■ **Challenge 1**:
From the award post, list every former winner of the award it names, along with the outlet or role and the year given for each.
■ **Challenge 2**:
Answer these from the award post:
(a) In what year was the award created?
(b) Which two people does one commenter put forward for their Research Desk work?
(c) Whom does another commenter call the obvious choice?
■ **Challenge 3**:
Write a continuation of the award post and its comment thread, starting after its last sentence.

■ **Source extract**:
The American Statistical Association is seeking nominations for its annual Excellence in Statistical Reporting Award. The award was created in 2004 to encourage and recognize members of the communications media who have best displayed an informed interest in the science of statistics and its role in public life. The award can be given for a single statistical article or for a body of work.
Former winners of the award include: Felix Salmon, financial blogger, 2010; Sharon Begley, Newsweek, 2009; Mark Buchanan, New York Times, 2008; John Berry, Bloomberg News, 2005; and Gina Kolata, New York Times, 2004.
If anyone has any suggestions for the 2012 award, feel free to post in the comments or email me.
Ezra Klein and Dylan Matthews for Research Desk on Ezra’s blog:
http://www.washingtonpost.com/2011/02/25/ABjfuEJ_category.html?blogId=ezra-klein&tag=Research%20Desk
I think the idea is Ezra’s, the execution Dylans – frequently with careful reference to scholarly papers, at times also with good graphs.
I think the obvious choice is Gregg Easterbrook, given the evidence you’ve compiled in his favor.
Really, Sharon Begley?
Tggp:
I followed your links but I think the blogger’s dispute should really be with the authors of the cited research article, not with Begley, who seemed to be quoting accurately from the paper she was discussing.

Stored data

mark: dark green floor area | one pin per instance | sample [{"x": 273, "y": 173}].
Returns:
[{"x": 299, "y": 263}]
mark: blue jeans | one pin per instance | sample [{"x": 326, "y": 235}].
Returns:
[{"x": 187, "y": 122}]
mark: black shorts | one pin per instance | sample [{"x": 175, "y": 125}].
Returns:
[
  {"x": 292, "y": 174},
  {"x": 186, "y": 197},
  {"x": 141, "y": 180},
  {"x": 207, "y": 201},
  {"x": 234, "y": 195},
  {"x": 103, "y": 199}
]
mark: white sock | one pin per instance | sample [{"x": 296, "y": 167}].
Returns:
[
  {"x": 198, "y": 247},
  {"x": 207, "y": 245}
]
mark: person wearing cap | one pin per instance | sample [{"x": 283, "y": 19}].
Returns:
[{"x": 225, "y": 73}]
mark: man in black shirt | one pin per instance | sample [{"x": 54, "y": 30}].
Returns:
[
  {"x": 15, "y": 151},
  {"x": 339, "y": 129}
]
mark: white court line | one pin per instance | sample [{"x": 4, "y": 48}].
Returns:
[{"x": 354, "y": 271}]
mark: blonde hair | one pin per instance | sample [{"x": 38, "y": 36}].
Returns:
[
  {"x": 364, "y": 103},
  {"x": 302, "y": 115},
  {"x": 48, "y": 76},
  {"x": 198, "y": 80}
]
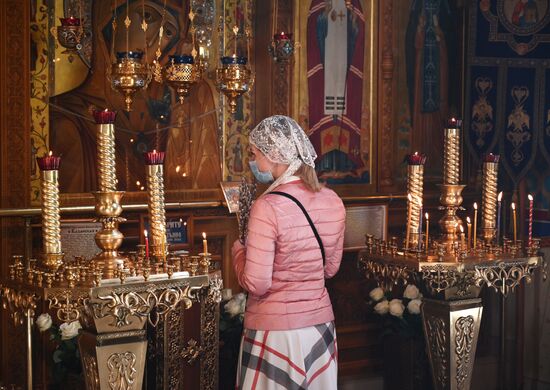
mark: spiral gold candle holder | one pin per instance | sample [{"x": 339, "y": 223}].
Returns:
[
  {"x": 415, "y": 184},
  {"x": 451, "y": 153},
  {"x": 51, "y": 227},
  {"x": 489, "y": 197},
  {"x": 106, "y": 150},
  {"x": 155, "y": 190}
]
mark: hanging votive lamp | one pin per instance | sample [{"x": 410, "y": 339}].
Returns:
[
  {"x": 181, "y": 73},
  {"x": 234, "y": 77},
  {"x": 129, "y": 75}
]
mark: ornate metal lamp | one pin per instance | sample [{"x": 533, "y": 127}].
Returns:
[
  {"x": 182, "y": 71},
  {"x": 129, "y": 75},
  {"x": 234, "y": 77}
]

■ **Exercise result 1**:
Felix Salmon, financial blogger, 2010
Sharon Begley, Newsweek, 2009
Mark Buchanan, New York Times, 2008
John Berry, Bloomberg News, 2005
Gina Kolata, New York Times, 2004

■ **Exercise result 2**:
(a) 2004
(b) Ezra Klein and Dylan Matthews
(c) Gregg Easterbrook

■ **Exercise result 3**:
Without looking at the paper in great detail, I do think that maybe they made a statistical error in the interpretation of intermediate outcomes. If women and men are indeed different in trait X, and then trait X predicts trait Y, it’s misleading to think that X has explained away some of the differences in sex. It would be more accurate to say that X is embodying some of the differences. So the blogger you link to (Matthew Hutson) might very well be correct in being upset at how the results are summarized. But I don’t know how much you can blame Begley for this: I think she did a reasonable (if not perfect) job of summarizing the research article. You’d have to criticize her for not being skeptical enough—that’s fine, but I’d hardly call it deliberate misrepresentation.
There’s the issue of explaining vs explaining away, and then there’s the issue of whether there’s a difference controlling for a factor. Begley reported the paper as saying there was “no difference”, which is basically the opposite of what it actually said. A fearful/dismissive attachment style amplifies pre-existing differences, so restricting a sample to just such styles would result in quite large differences. I found an available version of their paper here, which does not contain the quote “what looks like a gender difference is in fact an attachment effect”. That is a terrible summary, and so I suppose I should fault them for that (I don’t know if that’s from another version of the paper that google hasn’t turned up or personal communication). The paper I read only claims that attachment effects help to explain both within and between gender difference rather than fully doing so, and in the text they make clear the gender and attachment effects are unique, independent and interactive. In relation to Buss’ work (also mentioned by Begley), they claim to be adding nuance and complexity rather than anything like a refutation or replacement.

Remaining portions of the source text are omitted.